• SET OF TASKS
[a] Answer these questions from the passage on Kailasam's plays below:
(i) To which society did the plays mainly address themselves?
(ii) What was Kailasam's first play, and in what year did it appear?
(iii) According to A.N. Krishna Rao, what did Tollu-gatti revolutionize?
[b] Set down word for word the stretch of the passage on Kailasam's plays below that begins at the words "Commenting on the" and stops after "1971, 69) .".

The plays addressed themselves, moreover,
mainly to the brahmin society from which Kailasam himself hailed.
We do not have to look too hard to notice that most of
his plays are a critique of the conventions
and prejudices of
brahminical society prevailing during his time. Eventually,
after extraordinary success in social theatre, he too turned to
mythology, for he shared the purpose of others working towards
reformation of their own society in the changed modern, colonial
conditions. However, to understand Kailasam's interest in mythology,
we need to first appreciate how according to him, the roots of
everything contemporary needed to be examined. For this purpose let
us briefly look at some of his social
plays. Kailasam's first play
was Tollu-gatti (1923).
Commenting on the play, A.N.
Krishna Rao says, "just as Doll's House brought about a change in the
western theatre, Tollu-gatti revolutionized the Kannada
theatre" (trans. Rao 1971, 69) .

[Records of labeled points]

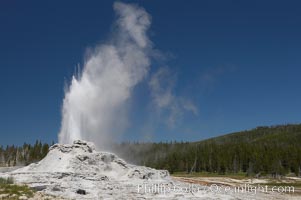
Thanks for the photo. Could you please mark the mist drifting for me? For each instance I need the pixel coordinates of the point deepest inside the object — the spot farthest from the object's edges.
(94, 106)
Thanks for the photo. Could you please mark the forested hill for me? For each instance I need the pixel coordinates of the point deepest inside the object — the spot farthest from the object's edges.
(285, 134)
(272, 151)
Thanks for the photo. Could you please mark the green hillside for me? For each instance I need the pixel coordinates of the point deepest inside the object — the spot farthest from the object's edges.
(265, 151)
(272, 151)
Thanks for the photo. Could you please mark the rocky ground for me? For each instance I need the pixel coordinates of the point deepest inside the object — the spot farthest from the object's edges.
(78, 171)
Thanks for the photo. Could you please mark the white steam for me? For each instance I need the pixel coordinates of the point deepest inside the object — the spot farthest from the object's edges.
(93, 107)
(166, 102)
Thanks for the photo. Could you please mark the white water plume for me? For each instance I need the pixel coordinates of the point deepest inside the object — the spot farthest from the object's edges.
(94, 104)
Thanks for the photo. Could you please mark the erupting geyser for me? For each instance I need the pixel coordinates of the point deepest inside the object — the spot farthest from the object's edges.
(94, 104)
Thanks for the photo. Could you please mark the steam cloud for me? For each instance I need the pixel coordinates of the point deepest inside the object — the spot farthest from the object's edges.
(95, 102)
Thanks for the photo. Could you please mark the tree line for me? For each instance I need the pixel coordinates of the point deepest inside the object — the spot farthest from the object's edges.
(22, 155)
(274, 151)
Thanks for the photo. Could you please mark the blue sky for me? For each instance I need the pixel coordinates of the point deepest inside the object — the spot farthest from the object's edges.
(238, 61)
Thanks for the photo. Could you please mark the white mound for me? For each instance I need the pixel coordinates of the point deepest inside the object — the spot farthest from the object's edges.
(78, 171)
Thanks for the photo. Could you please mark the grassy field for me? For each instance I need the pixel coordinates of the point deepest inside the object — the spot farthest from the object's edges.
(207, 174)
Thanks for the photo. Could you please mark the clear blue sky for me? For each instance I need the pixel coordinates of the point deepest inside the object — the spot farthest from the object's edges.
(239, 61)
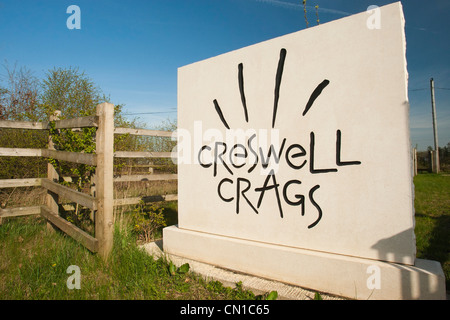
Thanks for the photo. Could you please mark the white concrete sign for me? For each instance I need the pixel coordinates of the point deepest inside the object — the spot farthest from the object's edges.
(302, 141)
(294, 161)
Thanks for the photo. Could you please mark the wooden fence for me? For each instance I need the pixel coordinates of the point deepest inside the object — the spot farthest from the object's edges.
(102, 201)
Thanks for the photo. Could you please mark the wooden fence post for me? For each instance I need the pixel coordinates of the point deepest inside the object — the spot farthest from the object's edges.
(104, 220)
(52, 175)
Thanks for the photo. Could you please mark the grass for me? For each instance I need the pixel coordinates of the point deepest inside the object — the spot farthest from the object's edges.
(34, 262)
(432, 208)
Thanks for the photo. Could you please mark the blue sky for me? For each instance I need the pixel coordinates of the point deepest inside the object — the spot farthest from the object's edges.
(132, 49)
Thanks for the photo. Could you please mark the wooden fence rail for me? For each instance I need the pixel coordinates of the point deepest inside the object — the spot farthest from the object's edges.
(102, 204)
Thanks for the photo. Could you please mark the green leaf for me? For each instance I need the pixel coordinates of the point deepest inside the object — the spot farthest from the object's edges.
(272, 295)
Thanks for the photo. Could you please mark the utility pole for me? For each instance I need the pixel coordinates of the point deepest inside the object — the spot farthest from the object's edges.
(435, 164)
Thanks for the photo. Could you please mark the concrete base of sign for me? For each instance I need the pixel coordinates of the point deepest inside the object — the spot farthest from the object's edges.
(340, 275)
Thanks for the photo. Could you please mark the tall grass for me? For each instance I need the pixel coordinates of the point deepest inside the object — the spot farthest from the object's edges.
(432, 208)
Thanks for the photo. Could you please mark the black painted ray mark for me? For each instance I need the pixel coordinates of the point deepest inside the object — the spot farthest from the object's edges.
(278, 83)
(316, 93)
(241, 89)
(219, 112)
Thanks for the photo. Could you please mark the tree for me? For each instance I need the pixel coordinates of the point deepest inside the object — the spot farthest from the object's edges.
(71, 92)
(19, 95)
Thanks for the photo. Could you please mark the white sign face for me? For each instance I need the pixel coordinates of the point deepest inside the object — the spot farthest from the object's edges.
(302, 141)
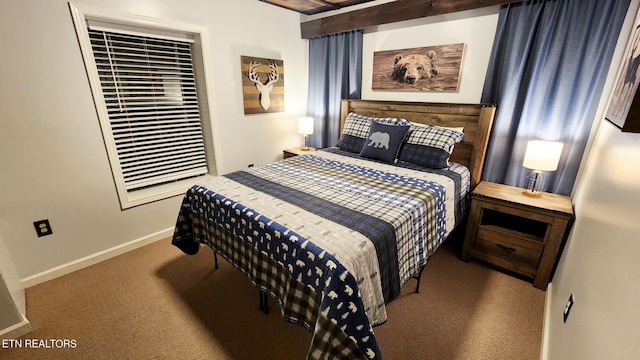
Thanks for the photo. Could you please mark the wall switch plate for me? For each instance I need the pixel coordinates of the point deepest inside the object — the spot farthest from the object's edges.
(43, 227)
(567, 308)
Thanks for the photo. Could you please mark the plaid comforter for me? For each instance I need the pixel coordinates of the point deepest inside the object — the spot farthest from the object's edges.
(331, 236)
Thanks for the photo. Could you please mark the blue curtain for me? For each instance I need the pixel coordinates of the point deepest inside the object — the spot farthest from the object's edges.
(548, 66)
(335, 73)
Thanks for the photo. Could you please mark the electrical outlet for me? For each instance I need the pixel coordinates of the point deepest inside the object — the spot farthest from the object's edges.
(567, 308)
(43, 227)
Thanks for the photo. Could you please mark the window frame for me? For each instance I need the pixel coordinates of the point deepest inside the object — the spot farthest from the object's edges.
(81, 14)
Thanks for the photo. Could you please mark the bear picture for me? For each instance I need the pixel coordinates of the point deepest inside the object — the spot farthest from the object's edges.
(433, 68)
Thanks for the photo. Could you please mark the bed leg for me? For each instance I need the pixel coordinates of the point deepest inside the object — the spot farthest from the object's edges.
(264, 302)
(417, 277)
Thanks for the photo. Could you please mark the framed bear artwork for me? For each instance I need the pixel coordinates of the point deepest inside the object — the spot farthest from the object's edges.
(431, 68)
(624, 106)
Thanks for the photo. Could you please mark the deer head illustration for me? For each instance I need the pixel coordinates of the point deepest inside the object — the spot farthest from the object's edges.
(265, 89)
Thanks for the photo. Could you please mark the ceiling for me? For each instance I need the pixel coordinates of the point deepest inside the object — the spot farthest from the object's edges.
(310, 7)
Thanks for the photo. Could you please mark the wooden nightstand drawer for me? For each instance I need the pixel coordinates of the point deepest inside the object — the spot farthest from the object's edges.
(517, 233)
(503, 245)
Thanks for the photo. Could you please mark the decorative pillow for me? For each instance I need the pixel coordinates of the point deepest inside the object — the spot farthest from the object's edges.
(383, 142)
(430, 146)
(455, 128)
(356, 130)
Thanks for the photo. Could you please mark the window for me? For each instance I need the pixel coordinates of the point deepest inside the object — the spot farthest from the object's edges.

• ANSWERS FOR THE TASKS
[a]
(i) The brahmin society from which Kailasam himself hailed.
(ii) Tollu-gatti, in 1923.
(iii) The Kannada theatre.

[b]
Commenting on the play, A.N.
Krishna Rao says, "just as Doll's House brought about a change in the
western theatre, Tollu-gatti revolutionized the Kannada
theatre" (trans. Rao 1971, 69) .